_Exercises_.
• A. Summarize the excerpt on the hedge and the applicant's view in two sentences.
• B. Extend the excerpt on the hedge and the applicant's view, picking up after its final sentence.

The applicant's photographs show that the hedge reduced the view from the applicant's relevant west-facing windows so that only the sky remained visible above the trees. Other photographs, and observations made onsite, demonstrated the view that was available earlier when the hedge (both the existing hedge and the one it replaced) was at the height of the fence. From the applicant's living room, the view, absent of the hedge's obstruction, is across Mosman, Cremorne and Neutral Bay to the North Sydney skyline. That view is partly limited by roofs of the two dwellings closest to the applicant, one of those being the respondent's dwelling.
Mr Hennessy submitted that the view was much enjoyed by the applicant and her family and visitors prior to the trees' additional growth since 2022.
Ms Sneyd thought the view obstruction was not severe. She noted that the view was only available from a standing position; that it was of a distant outlook of dwellings below the ridgeline, without remarkable or iconic features; that it was partly obscured by other features including a palm tree's stem, a chimney, and other more-distant trees; and that it is a view across the applicant's side boundary. She described the view below the ridgeline as 'low value'. Having compared the view obstruction caused by the hedge, with the very minor obstruction of the more-distant features such as the palm tree's stem and the chimney, I find some of Ms Sneyd's observations regarding those landscape elements to be somewhat exaggerated.
Ms Sneyd referred to Commissioner Fakes' use, in Rees v Chen [2017] NSWLEC 1502 (Rees), of the view-sharing principle set out by Roseth SC at [23]-[29] in Tenacity Consulting v Waringah (2004) 134 LGERA 23; [2004] NSWLEC 140 (Tenacity), and particularly its first three steps. The Tenacity principle's first step considers the value of the view, with iconic features (for instance the Opera House) and water views being recognised as more valuable than district views. The second step considers from where the views are seen: from sitting or standing positions, or across side boundaries versus front or rear boundaries. The third step considers the overall qualitative impact on the whole property, and the use of the rooms from where the view is seen. The Tenacity principle has been considered in many Pt 2A tree disputes.

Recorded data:

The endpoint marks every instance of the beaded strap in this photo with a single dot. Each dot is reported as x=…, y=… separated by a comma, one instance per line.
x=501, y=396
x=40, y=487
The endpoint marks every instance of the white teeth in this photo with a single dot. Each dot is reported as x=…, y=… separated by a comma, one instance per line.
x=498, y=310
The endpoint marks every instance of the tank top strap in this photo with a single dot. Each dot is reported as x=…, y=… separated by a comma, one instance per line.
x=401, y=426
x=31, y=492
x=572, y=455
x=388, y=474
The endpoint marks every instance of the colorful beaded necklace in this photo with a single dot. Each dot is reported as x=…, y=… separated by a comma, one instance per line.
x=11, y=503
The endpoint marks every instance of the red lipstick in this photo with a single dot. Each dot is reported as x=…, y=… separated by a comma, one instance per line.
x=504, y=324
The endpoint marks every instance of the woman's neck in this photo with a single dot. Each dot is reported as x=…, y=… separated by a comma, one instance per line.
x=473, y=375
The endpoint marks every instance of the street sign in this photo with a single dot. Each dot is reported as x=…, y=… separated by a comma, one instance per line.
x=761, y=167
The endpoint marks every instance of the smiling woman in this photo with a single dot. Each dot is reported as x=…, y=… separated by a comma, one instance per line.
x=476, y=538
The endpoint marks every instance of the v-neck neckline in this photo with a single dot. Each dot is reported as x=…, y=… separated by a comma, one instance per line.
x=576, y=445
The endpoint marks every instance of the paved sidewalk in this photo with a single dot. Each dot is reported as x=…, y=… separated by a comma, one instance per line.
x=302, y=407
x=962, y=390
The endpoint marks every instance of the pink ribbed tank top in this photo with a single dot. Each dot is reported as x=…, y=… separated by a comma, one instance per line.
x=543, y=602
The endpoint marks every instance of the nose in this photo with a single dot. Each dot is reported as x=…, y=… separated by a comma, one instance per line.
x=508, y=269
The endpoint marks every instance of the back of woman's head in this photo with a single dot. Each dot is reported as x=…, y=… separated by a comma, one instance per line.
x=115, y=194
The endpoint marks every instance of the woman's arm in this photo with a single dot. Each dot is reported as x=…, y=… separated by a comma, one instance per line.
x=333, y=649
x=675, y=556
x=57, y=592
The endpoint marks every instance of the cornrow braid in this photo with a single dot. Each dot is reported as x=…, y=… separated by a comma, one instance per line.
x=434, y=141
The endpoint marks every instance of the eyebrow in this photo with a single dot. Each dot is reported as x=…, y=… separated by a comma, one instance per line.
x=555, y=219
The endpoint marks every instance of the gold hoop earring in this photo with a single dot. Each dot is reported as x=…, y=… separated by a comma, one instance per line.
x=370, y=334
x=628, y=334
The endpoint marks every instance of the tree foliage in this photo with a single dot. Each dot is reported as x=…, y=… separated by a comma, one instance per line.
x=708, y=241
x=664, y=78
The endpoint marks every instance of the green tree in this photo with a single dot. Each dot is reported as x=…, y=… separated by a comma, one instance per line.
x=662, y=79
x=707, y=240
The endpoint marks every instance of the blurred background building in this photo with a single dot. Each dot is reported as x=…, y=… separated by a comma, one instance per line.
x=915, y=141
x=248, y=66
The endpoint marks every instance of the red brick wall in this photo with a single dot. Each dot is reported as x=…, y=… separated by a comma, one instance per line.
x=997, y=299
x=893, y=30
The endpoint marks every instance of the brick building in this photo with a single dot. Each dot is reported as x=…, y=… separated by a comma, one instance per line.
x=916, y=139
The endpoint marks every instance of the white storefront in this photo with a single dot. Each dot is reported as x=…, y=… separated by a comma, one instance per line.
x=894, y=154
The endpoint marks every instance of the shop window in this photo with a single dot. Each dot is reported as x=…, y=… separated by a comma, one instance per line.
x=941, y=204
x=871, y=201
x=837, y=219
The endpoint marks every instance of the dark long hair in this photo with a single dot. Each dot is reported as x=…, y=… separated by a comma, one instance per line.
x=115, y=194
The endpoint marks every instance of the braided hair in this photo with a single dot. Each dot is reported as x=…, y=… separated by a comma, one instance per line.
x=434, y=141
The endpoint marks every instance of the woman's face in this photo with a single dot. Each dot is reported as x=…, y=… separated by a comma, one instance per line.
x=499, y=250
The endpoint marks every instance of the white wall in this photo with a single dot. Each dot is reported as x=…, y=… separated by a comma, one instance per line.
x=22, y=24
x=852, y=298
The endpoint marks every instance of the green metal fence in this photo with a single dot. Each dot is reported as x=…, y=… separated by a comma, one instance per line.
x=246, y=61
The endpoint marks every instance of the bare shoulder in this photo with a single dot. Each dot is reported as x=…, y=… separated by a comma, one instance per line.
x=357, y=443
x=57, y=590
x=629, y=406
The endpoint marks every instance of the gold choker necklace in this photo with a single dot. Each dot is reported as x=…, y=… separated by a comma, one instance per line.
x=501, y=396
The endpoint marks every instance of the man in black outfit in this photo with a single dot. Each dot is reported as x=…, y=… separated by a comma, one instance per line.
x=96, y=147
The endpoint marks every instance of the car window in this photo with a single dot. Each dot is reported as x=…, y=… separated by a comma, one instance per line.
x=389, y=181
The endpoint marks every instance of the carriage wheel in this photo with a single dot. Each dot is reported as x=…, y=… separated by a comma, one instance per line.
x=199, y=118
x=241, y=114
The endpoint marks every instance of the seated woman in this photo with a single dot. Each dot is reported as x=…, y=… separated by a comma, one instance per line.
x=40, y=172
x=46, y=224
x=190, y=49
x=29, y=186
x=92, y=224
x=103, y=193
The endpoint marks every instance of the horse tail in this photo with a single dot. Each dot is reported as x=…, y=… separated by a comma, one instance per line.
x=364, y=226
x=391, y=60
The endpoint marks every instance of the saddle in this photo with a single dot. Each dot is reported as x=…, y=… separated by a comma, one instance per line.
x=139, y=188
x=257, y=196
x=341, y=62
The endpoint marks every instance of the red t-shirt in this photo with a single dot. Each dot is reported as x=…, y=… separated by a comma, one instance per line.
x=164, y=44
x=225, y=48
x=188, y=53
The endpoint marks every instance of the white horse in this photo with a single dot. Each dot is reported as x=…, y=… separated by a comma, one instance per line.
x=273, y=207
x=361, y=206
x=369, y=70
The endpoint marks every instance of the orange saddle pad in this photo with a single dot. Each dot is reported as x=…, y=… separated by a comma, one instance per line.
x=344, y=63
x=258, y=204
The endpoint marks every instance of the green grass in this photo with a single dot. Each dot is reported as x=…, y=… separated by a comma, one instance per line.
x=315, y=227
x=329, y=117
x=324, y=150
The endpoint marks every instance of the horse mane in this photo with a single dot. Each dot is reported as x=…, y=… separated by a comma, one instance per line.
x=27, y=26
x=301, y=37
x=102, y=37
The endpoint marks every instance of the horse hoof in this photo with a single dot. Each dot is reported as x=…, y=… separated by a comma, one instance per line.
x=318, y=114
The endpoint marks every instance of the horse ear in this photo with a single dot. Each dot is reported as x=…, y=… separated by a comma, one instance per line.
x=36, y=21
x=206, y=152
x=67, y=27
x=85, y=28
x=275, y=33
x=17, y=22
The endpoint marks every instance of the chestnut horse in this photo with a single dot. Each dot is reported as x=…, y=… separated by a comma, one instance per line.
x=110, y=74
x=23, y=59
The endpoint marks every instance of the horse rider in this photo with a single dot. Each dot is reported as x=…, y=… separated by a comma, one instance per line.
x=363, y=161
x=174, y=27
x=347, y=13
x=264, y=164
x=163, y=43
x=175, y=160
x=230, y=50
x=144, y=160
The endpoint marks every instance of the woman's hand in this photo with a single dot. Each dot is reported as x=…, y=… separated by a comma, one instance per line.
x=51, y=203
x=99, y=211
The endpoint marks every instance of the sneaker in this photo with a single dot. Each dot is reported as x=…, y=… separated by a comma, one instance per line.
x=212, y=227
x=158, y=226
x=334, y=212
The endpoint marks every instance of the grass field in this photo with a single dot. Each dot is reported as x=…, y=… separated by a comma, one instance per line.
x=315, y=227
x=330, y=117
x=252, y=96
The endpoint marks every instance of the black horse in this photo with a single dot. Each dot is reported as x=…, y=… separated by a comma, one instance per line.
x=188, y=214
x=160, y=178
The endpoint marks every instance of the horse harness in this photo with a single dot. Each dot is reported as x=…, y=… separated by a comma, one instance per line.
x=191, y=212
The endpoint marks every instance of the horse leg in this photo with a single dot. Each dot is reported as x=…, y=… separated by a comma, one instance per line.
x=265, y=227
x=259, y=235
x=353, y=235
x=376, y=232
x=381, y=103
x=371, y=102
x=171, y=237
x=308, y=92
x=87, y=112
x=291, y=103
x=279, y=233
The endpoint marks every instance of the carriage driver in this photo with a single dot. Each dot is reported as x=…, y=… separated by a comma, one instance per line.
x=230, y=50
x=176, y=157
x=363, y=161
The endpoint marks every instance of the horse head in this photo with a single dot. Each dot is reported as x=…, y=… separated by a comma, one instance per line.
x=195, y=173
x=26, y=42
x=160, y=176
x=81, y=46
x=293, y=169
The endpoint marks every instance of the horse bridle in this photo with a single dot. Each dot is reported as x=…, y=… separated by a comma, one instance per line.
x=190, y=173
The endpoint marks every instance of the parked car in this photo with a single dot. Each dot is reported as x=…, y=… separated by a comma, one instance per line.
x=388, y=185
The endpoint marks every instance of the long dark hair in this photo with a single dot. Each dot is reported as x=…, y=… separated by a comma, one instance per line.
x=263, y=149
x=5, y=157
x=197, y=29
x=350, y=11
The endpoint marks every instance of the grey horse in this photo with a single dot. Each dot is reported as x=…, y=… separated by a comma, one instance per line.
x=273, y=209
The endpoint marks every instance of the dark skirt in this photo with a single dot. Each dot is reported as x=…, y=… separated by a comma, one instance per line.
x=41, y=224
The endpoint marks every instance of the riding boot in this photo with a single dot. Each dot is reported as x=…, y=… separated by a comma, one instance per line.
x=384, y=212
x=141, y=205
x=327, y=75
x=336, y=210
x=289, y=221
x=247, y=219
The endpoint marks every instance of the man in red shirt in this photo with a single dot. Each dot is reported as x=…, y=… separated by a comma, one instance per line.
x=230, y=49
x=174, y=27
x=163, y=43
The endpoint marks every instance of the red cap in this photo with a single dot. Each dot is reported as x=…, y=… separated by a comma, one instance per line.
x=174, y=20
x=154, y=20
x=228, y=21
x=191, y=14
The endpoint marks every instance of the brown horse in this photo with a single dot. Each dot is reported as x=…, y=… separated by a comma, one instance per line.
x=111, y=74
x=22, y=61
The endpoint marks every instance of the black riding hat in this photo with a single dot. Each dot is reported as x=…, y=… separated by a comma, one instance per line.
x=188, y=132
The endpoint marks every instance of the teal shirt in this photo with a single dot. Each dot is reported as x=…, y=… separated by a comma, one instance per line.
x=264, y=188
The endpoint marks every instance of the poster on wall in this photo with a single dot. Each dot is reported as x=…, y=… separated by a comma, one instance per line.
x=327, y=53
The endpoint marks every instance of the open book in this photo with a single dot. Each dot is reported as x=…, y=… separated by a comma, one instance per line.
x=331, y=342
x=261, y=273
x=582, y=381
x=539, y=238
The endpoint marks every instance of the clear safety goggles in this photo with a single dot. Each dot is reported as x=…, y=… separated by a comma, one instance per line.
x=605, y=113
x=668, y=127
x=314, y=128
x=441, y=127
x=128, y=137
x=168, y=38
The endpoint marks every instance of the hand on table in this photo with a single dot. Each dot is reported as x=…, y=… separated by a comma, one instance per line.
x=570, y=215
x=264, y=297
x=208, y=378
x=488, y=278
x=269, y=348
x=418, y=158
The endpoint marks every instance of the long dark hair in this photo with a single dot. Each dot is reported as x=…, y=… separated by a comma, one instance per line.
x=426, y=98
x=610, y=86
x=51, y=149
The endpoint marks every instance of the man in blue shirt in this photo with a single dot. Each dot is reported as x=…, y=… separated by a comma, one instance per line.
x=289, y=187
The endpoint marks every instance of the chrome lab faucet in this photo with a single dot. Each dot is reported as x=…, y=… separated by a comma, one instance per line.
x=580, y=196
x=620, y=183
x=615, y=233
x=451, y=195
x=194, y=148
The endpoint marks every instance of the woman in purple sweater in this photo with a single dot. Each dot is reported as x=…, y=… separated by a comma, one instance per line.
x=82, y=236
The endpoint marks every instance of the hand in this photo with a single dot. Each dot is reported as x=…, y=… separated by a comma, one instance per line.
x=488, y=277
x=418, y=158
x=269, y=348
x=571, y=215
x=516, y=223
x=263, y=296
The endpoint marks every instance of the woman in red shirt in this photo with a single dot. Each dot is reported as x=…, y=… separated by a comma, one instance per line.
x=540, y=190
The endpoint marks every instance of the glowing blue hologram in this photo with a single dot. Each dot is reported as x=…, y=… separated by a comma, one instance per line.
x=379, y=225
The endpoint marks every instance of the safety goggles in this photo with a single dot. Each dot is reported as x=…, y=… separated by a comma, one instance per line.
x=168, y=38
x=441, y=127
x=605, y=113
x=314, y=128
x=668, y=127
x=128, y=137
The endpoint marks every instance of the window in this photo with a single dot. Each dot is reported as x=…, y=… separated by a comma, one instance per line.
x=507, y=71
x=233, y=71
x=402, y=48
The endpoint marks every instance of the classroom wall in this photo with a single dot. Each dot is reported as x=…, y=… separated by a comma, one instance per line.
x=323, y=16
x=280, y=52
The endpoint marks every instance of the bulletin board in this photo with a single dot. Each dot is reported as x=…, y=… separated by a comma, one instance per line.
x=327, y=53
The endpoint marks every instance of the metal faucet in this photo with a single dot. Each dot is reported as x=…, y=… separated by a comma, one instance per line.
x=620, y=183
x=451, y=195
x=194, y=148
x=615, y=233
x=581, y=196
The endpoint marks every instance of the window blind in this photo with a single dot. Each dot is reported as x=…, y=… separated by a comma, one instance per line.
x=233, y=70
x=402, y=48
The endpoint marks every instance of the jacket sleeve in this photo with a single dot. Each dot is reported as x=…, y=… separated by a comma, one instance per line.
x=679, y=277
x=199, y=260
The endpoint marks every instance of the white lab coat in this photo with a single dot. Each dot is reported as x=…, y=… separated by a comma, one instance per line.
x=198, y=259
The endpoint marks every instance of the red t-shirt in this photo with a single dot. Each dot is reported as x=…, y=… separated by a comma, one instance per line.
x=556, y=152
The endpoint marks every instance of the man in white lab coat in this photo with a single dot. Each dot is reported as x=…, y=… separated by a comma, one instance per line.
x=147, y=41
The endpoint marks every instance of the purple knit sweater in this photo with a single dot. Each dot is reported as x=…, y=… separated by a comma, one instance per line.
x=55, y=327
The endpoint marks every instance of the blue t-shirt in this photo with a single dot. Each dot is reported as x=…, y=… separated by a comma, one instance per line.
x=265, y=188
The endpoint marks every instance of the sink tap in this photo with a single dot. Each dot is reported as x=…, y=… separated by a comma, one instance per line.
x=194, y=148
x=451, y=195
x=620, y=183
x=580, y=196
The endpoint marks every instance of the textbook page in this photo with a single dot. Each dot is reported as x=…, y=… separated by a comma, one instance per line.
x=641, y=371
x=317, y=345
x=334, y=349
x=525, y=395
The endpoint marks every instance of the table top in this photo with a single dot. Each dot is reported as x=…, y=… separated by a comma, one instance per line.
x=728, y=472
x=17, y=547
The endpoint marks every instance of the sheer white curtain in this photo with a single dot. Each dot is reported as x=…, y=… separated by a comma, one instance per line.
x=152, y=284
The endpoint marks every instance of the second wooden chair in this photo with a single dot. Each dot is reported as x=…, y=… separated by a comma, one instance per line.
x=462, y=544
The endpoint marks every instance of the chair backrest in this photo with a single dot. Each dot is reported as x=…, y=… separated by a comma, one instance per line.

_Task responses_.
• A. Photographs and site observations show that the hedge reduced the applicant's west-facing view, which otherwise runs across Mosman, Cremorne and Neutral Bay to the North Sydney skyline, to only the sky above the trees. Ms Sneyd considered the obstruction not severe and the view of low value, some of her observations were found somewhat exaggerated, and she relied on the first three steps of the Tenacity view-sharing principle, which weigh the view's value, where it is seen from, and its overall impact on the property.

• B.
Ms Sneyd concluded that the view obstruction could not be considered severe, as it is a district view only, and is seen from a standing position across a side boundary. She thought this was similar to the situation in Rees, where the view obstruction was not considered to be severe and the application was refused.
In my experience, each situation that comes before the Court is unique. While certain aspects described by Ms Sneyd above were also described in Rees, Fakes C wrote in Rees at [33]:
"I accept that the view in contention is a valued view of water and the land water interface, however it is across a side boundary and it is one relatively small portion of the overall view available from both sitting and standing positions in the master bedroom and from many positions in the open plan living room. The applicants also have a large deck adjoining both of these rooms; the decks project further forward and would be unconstrained by the bamboo."
The obstructed view in Rees was only a small part of the overall view, much of which remained available. The Hennessys' view from their living room, on the other hand, is entirely obstructed by the hedge, other than the section of sky remaining above.
The nature and extent of the applicant's view has been described above. Not everyone gets an iconic view, nor a view with iconic features, nor even a water view. The applicant's view is a pleasant outlook. The west-facing windows have been designed to maximise this view. Two other dwellings obscure part of the district view, but the overall view remains expansive. Other, more distant and relatively minor features in the landscape, such as the palm stem and chimney noted earlier, might be considered part of the outlook here, rather than an obstruction. The view has mostly been lost since the hedge was allowed to grow taller. In the circumstances, it seems reasonable to maintain a view across the applicant's side boundary - it is the direction of the principal view from their property; and, while it might be the applicant's side boundary, it is the respondent's rear boundary. The windows are in the room where people are most likely to gather and spend time. Windows W1 and W2 are smaller windows with deep sills - the view is less accessible here than elsewhere. On the other hand, windows W3 and W4 are tall double windows that maximise the potential to enjoy the western view from the living room.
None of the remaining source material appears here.